(Saved data entries)
|---|
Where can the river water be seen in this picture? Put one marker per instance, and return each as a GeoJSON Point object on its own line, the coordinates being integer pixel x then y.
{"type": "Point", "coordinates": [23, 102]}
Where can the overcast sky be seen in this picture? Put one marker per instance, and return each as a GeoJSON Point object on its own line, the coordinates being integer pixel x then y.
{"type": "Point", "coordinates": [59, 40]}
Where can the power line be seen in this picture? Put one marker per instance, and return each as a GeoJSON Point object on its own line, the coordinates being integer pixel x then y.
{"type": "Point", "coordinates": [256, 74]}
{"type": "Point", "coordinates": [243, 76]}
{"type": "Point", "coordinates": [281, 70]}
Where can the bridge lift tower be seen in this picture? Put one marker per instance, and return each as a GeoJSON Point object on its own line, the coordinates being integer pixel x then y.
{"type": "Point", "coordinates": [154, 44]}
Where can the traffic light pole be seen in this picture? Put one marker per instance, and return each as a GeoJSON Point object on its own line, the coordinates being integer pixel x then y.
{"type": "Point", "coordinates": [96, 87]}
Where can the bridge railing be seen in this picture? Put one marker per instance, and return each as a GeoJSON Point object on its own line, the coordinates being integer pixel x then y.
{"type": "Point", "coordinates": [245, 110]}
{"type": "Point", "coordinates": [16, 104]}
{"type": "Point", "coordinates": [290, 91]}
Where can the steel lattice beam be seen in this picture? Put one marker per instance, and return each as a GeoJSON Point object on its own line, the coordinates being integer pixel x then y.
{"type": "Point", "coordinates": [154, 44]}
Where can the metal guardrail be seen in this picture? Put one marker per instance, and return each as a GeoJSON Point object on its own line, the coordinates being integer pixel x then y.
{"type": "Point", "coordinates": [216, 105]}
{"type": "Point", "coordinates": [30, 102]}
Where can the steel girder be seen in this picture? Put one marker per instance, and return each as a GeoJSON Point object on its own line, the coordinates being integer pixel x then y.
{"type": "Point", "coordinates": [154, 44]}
|---|
→ TASK GOAL: Starting with the line containing "Where can the steel girder" and going on through the end of the records, swap "steel girder" for "iron girder" and give those lines again with nothing else changed.

→ SOLUTION:
Where can the iron girder be seen in this picture? Put one marker per instance, and return each as a GeoJSON Point object on its own line, the coordinates being integer pixel x then y.
{"type": "Point", "coordinates": [154, 44]}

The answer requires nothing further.